═══ Records shown
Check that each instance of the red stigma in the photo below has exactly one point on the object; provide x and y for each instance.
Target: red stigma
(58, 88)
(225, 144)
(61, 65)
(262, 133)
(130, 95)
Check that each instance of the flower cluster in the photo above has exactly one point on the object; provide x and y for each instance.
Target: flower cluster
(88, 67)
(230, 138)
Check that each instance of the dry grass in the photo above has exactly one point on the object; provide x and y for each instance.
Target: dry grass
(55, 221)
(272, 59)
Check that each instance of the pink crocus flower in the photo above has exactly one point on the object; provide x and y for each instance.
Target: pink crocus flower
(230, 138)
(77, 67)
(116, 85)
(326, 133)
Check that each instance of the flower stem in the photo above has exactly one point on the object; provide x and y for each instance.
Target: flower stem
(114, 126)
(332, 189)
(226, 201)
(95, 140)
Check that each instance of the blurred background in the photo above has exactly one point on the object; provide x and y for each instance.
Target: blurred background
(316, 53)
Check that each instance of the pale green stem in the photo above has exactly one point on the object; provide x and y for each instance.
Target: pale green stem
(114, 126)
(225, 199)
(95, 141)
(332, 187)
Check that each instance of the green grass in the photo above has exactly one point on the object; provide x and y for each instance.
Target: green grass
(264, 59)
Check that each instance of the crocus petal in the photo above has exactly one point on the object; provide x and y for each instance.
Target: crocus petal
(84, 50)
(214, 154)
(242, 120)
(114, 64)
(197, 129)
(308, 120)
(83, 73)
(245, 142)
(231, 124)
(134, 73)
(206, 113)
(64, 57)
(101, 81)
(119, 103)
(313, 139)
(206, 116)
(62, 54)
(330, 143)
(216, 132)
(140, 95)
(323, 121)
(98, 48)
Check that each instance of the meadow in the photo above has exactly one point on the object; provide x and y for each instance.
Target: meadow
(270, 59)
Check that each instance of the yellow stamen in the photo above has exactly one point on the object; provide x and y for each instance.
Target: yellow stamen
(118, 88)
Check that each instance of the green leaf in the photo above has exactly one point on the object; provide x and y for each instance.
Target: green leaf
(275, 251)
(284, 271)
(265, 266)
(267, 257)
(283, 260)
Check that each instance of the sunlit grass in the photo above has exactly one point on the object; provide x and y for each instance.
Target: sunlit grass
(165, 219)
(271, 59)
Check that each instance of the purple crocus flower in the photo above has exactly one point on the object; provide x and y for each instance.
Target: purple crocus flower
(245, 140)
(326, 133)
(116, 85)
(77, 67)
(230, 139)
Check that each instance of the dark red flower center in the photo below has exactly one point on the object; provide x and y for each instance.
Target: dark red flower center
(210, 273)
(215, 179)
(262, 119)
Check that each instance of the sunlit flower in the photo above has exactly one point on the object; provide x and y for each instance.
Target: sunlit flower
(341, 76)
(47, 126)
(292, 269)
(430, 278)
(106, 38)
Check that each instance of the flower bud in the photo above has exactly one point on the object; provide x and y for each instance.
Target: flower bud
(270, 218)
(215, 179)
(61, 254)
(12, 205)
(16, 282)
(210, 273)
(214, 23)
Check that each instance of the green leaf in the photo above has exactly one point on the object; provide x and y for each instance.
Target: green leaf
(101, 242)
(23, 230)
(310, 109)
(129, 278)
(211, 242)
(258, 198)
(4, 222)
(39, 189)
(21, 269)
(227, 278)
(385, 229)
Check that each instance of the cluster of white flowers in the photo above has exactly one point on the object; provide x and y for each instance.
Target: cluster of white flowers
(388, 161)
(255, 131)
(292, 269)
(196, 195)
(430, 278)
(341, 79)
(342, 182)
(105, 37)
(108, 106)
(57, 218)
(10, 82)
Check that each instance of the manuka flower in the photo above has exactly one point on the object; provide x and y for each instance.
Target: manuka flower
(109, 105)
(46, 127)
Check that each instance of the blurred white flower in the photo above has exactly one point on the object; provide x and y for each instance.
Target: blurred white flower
══════
Please arrange everything from the line containing "Check that each instance of the blurred white" down to the end of the records as a Markdown table with two columns, Row and Line. Each row should hold one line and its row number, with blank lines left out.

| Row | Line |
|---|---|
| 1 | Check that each instance of the blurred white flower in the photo above has exactly one point on the object; provide x and y for each instance. |
| 2 | Target: blurred white flower |